#### Given exercise
Only the lines from the one containing "Annotation task: mark the front" through the end of the material are to be echoed, each exactly as it appears.

#### Data records
— start —
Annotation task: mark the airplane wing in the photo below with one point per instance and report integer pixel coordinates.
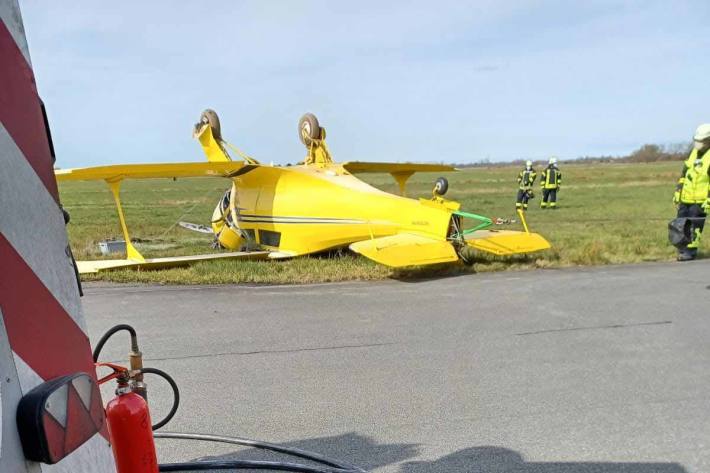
(406, 249)
(356, 167)
(97, 266)
(118, 172)
(113, 175)
(505, 242)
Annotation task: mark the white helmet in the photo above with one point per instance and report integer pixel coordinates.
(702, 133)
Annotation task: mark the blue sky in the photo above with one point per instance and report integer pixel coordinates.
(418, 81)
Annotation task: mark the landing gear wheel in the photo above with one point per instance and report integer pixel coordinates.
(441, 186)
(210, 116)
(308, 129)
(467, 256)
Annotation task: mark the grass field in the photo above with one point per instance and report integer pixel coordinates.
(608, 214)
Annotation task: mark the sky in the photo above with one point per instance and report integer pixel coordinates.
(445, 81)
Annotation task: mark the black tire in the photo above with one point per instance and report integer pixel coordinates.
(308, 129)
(441, 186)
(210, 116)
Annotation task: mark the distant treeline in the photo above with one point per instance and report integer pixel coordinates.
(645, 154)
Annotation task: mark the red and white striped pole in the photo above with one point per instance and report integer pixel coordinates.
(42, 330)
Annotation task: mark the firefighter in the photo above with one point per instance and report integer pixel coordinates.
(692, 194)
(526, 179)
(550, 181)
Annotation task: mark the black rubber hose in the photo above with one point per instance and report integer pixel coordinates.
(248, 465)
(295, 452)
(110, 333)
(176, 394)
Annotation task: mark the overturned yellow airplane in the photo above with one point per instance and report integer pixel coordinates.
(317, 205)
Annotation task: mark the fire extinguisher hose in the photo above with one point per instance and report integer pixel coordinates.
(176, 394)
(329, 465)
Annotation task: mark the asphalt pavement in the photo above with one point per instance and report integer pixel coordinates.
(603, 370)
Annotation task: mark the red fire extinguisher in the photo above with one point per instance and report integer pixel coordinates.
(129, 428)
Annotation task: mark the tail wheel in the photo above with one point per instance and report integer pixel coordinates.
(441, 186)
(210, 116)
(308, 129)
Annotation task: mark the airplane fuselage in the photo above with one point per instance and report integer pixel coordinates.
(309, 208)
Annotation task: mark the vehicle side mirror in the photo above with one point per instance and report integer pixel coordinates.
(58, 416)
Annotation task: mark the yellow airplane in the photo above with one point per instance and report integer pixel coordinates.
(317, 205)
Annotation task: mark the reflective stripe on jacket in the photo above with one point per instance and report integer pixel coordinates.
(695, 181)
(551, 178)
(526, 178)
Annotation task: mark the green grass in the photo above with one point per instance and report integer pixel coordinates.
(608, 214)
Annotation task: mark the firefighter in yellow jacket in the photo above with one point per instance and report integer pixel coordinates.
(526, 179)
(692, 195)
(550, 181)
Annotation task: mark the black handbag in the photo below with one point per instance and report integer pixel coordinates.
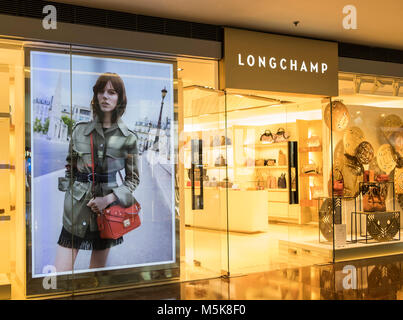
(267, 137)
(282, 182)
(281, 135)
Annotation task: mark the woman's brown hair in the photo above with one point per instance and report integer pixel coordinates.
(118, 86)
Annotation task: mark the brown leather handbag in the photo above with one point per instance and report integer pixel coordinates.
(374, 197)
(115, 220)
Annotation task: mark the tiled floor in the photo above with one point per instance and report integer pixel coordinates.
(378, 278)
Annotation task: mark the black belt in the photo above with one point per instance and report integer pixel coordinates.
(87, 177)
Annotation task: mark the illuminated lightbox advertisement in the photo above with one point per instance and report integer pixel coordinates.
(125, 108)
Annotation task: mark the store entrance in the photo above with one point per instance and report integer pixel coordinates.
(279, 169)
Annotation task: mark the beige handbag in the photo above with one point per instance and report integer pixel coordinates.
(310, 168)
(313, 142)
(399, 180)
(385, 158)
(271, 182)
(340, 116)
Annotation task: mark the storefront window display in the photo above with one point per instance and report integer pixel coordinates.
(88, 117)
(229, 181)
(14, 170)
(367, 118)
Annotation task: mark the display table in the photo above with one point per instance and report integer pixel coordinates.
(241, 217)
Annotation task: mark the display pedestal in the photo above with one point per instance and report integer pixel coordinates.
(5, 287)
(240, 217)
(313, 252)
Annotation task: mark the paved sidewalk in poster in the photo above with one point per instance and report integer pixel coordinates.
(150, 243)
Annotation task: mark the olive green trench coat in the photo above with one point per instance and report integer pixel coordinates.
(114, 149)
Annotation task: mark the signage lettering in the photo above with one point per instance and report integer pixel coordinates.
(268, 62)
(292, 64)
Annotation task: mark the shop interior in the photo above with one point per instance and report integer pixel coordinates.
(240, 139)
(249, 200)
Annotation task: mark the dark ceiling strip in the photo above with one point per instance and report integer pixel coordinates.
(133, 22)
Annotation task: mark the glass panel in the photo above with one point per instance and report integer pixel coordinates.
(310, 238)
(12, 167)
(204, 164)
(47, 140)
(368, 158)
(128, 108)
(259, 195)
(281, 150)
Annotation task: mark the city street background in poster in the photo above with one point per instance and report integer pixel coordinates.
(61, 93)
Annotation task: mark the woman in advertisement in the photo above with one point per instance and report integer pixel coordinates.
(114, 148)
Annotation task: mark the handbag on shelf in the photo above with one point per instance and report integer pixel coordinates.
(267, 137)
(282, 182)
(399, 180)
(382, 178)
(282, 159)
(271, 182)
(115, 220)
(310, 168)
(270, 162)
(374, 196)
(281, 135)
(338, 183)
(316, 192)
(250, 162)
(197, 174)
(260, 182)
(313, 142)
(220, 161)
(369, 176)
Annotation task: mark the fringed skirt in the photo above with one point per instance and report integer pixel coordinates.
(91, 241)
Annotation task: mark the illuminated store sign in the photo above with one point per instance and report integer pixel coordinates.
(283, 64)
(267, 62)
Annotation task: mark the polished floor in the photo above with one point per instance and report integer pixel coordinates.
(376, 278)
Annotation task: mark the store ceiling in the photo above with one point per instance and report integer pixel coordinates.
(379, 23)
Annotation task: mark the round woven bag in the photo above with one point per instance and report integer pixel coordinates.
(340, 116)
(351, 140)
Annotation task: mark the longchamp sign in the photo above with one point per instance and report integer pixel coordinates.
(267, 62)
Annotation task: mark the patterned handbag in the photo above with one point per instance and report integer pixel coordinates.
(399, 180)
(374, 195)
(115, 220)
(267, 137)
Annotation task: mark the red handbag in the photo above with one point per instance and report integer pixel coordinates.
(115, 220)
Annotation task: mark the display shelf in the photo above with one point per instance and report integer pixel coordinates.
(210, 148)
(264, 167)
(267, 145)
(311, 175)
(310, 149)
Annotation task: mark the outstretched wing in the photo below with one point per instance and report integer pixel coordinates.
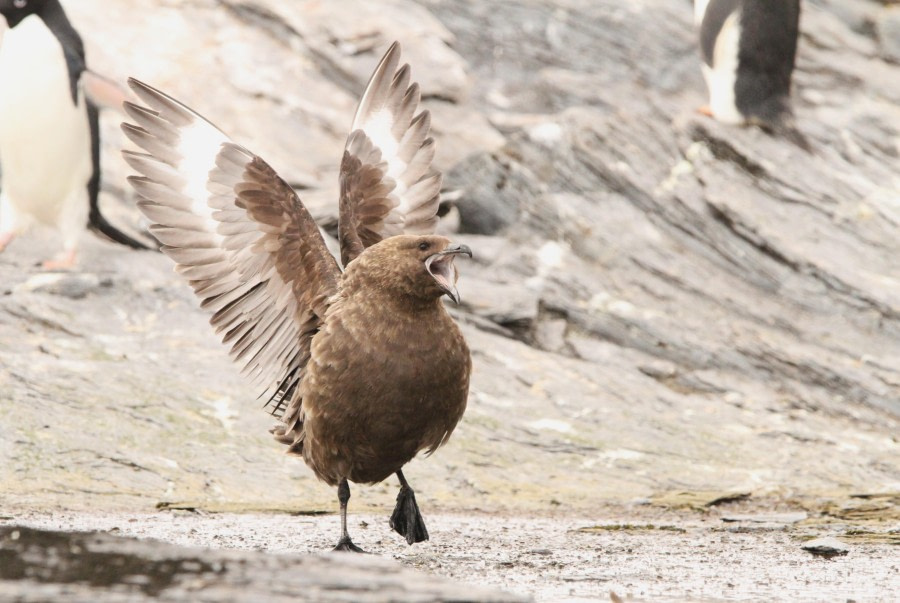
(238, 233)
(388, 186)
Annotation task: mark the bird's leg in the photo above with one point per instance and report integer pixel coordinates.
(345, 544)
(406, 519)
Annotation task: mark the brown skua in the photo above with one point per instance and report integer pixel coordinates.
(365, 368)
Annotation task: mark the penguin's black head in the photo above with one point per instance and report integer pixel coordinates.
(15, 11)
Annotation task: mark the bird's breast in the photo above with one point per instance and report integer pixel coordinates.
(41, 130)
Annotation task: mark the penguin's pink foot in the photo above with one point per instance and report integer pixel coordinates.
(63, 261)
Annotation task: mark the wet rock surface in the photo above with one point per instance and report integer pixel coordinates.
(662, 309)
(41, 565)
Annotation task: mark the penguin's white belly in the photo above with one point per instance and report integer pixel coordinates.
(721, 77)
(45, 143)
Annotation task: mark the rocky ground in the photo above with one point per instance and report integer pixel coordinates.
(665, 313)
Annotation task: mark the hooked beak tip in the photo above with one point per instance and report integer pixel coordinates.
(457, 248)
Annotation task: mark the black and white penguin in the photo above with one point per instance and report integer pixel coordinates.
(49, 129)
(748, 49)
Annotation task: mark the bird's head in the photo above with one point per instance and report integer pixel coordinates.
(16, 10)
(420, 267)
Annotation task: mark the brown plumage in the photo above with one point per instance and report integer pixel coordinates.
(365, 368)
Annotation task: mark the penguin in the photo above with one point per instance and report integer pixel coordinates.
(49, 130)
(748, 49)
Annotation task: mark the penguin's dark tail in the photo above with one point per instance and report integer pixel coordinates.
(98, 224)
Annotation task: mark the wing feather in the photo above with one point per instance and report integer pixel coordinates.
(388, 184)
(240, 236)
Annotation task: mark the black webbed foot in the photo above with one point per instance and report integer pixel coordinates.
(406, 519)
(346, 545)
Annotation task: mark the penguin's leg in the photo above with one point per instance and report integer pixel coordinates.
(71, 222)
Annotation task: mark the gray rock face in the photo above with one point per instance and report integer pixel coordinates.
(41, 565)
(658, 302)
(887, 26)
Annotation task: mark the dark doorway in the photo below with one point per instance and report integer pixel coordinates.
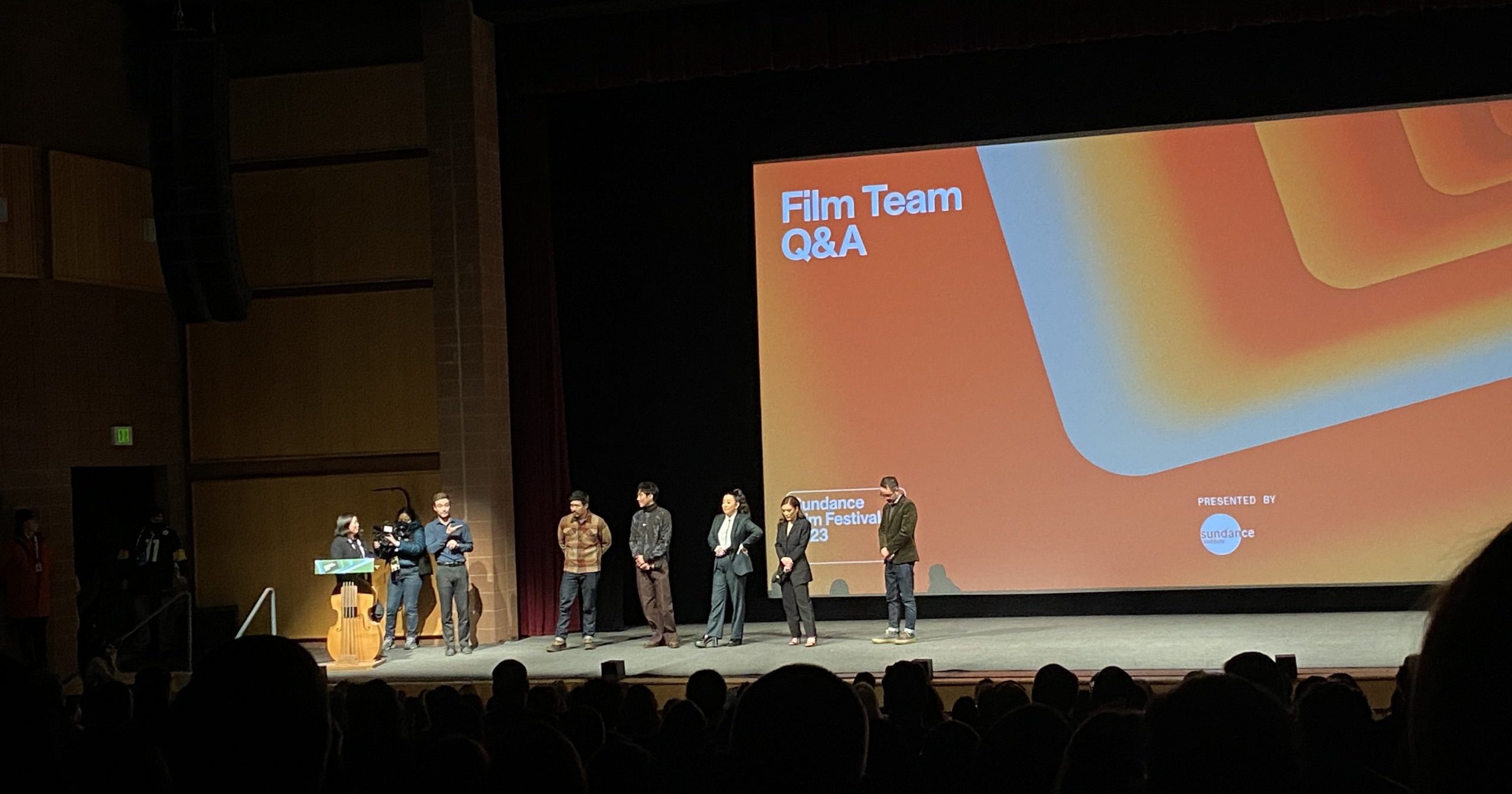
(111, 506)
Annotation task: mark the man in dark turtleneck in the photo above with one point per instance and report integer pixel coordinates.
(651, 541)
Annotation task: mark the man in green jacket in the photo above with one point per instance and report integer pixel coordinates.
(898, 555)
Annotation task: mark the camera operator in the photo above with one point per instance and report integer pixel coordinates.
(403, 546)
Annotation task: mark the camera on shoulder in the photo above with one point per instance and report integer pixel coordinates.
(401, 531)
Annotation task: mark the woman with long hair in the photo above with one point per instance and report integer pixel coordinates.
(793, 575)
(729, 536)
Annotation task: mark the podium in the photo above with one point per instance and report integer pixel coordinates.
(356, 639)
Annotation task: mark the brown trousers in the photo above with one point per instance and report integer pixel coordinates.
(655, 590)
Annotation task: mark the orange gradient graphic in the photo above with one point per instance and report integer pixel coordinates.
(1239, 268)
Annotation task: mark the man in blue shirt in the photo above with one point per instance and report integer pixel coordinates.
(449, 541)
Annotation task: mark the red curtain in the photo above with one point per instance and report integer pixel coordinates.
(537, 415)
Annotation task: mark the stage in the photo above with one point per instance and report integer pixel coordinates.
(1157, 647)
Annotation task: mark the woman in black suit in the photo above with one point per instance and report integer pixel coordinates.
(794, 575)
(347, 544)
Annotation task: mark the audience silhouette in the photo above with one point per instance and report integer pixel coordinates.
(258, 714)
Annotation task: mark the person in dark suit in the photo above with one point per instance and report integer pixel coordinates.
(348, 545)
(729, 536)
(794, 575)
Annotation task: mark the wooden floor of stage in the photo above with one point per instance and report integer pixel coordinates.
(1154, 647)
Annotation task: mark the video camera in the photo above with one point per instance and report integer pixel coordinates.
(401, 531)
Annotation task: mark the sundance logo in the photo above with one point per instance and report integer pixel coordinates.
(1222, 534)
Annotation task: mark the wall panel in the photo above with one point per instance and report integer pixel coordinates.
(335, 224)
(317, 376)
(20, 235)
(328, 112)
(100, 211)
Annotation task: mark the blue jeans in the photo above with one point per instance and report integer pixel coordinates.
(404, 587)
(900, 595)
(572, 586)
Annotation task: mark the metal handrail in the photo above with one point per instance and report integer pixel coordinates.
(273, 613)
(185, 595)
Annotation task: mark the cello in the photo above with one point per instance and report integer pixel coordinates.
(356, 637)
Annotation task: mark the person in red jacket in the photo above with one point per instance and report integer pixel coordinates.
(26, 566)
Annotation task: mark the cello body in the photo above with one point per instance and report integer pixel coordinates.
(356, 639)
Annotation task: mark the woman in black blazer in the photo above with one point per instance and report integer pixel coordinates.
(729, 536)
(793, 572)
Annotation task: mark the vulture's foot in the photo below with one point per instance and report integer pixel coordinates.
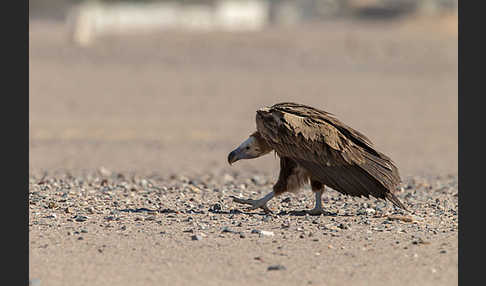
(254, 204)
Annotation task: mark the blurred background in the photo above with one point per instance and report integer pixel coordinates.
(170, 87)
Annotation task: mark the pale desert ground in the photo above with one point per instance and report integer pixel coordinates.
(129, 183)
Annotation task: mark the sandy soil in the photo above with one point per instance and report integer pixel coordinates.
(129, 183)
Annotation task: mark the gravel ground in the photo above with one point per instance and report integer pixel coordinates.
(129, 183)
(95, 217)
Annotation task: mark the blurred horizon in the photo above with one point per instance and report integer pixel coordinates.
(127, 95)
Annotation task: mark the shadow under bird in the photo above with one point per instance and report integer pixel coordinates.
(314, 146)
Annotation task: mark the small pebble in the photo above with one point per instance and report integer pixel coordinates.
(276, 267)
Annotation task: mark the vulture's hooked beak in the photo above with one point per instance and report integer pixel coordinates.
(232, 156)
(247, 150)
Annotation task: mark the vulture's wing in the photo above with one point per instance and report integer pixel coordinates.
(335, 154)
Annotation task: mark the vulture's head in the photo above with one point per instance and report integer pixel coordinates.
(253, 147)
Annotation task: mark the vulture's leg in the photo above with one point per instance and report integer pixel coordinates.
(286, 167)
(318, 189)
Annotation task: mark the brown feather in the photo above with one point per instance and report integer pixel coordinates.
(333, 153)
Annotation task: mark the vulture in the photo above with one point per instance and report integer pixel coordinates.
(314, 147)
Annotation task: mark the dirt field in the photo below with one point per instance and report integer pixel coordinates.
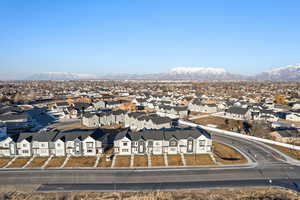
(174, 160)
(56, 162)
(157, 160)
(81, 162)
(290, 152)
(227, 155)
(4, 161)
(140, 161)
(19, 162)
(37, 162)
(103, 162)
(122, 161)
(198, 159)
(270, 193)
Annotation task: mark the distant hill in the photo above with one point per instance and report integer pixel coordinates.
(61, 76)
(287, 73)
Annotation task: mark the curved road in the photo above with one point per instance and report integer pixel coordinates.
(266, 168)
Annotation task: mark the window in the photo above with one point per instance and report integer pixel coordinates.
(173, 143)
(89, 144)
(150, 143)
(202, 144)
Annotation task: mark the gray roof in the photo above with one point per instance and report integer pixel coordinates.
(237, 110)
(164, 134)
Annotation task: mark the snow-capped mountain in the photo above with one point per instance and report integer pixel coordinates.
(286, 73)
(61, 76)
(198, 73)
(200, 70)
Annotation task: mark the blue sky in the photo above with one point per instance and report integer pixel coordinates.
(146, 36)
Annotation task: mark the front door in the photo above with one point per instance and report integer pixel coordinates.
(141, 147)
(190, 146)
(12, 148)
(77, 148)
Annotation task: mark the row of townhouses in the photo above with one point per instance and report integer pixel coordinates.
(99, 119)
(80, 142)
(139, 120)
(169, 141)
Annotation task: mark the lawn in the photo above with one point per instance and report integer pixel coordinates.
(157, 160)
(122, 161)
(290, 152)
(4, 161)
(103, 162)
(198, 159)
(56, 162)
(140, 161)
(19, 162)
(227, 155)
(81, 162)
(174, 160)
(37, 162)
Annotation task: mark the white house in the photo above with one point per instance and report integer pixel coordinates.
(168, 141)
(293, 116)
— end —
#### Output below
Annotation task: mark the front door in the photo above with one point per instance and report integer pixel coordinates.
(141, 147)
(190, 146)
(12, 148)
(77, 148)
Annotation task: mark the row of townhouses in the photo above with one point per instance and report integer pixel coordinates.
(99, 119)
(80, 142)
(139, 120)
(169, 141)
Annotation task: mark the lawn in the photo above with one point per instance and report integer pixel coordinates.
(157, 160)
(122, 161)
(290, 152)
(4, 161)
(103, 162)
(198, 159)
(56, 162)
(140, 161)
(19, 162)
(227, 155)
(81, 162)
(174, 160)
(37, 162)
Annotation task: mark the white house in the photo above with one point per instance and report integer pixel coordinates.
(168, 141)
(293, 116)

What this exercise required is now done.